[Data items]
↓

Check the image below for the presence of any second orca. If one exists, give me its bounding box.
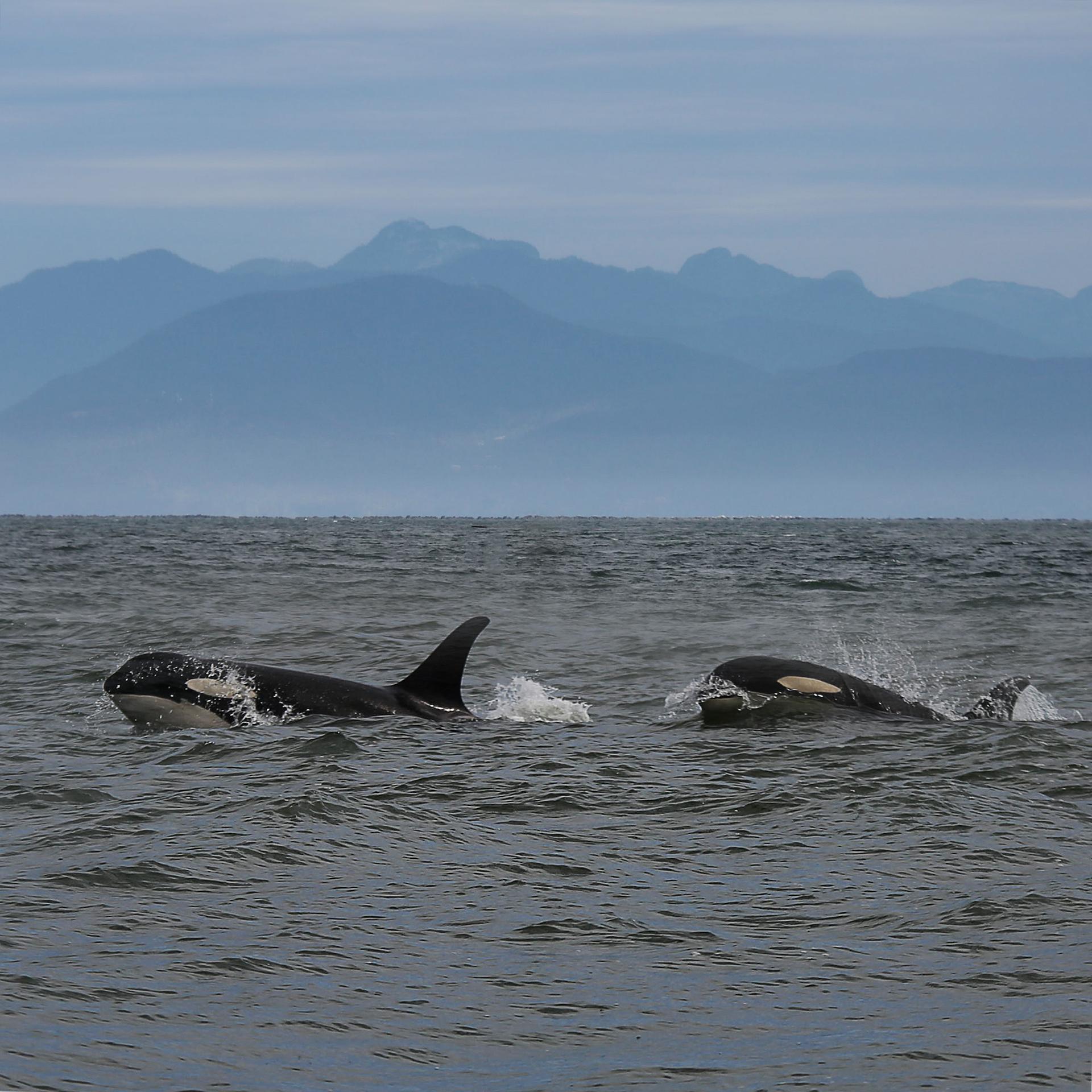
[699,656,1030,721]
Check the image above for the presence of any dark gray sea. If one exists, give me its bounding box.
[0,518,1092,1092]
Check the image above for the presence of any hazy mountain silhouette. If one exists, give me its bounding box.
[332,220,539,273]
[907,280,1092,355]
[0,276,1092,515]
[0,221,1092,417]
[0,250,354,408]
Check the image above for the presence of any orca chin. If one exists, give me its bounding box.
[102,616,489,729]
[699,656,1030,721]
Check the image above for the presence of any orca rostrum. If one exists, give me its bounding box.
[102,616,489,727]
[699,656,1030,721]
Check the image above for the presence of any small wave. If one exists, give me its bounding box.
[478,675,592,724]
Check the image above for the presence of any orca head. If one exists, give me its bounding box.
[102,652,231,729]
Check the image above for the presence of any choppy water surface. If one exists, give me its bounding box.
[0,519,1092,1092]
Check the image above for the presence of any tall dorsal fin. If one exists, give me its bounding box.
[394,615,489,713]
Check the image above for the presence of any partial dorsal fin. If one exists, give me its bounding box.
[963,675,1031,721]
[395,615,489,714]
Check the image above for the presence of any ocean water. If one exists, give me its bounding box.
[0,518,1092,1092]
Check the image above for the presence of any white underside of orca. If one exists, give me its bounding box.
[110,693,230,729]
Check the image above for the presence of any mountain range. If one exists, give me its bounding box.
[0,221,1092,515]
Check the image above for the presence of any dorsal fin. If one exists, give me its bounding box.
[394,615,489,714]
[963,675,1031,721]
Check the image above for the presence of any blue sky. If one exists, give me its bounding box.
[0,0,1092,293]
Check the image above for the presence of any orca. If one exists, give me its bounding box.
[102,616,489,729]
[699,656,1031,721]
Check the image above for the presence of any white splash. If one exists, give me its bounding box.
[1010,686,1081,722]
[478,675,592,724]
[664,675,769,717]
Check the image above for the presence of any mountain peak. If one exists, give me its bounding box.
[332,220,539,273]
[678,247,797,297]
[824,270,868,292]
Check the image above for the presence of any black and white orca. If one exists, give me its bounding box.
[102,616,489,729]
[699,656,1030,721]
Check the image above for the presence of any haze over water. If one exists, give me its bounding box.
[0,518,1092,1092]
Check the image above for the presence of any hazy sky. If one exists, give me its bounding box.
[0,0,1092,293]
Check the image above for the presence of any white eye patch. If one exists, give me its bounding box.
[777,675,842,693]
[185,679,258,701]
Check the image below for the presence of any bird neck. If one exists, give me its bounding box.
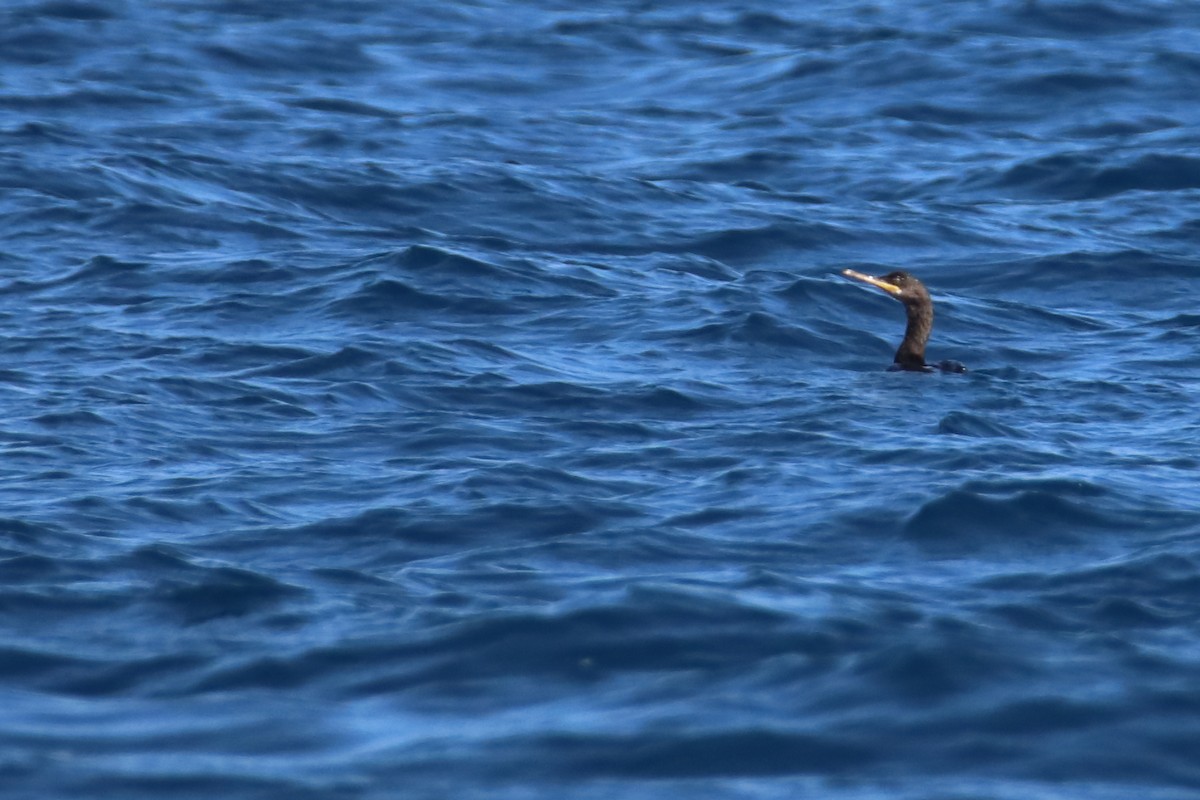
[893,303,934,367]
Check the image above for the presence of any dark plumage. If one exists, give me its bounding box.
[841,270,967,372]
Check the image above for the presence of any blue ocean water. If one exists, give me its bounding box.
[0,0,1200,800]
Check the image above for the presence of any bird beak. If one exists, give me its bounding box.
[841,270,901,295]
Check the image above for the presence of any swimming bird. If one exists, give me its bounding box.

↑

Please rewrite the lines starting with the line containing "Check the image above for the presence of any bird" and going on through the last line, resizing every bounding box coordinate by multiplying it by 2.05 and rounding to the nearest whole number, with halves rounded up. Copy all other lines unchanged.

ANSWER TO THIS EXERCISE:
Check the image above for the presence of any bird beak. If one exists, give me its bounding box.
[1724,554,1847,605]
Check the image above for the presence of any swimming bird. If one exists, give me its bounding box.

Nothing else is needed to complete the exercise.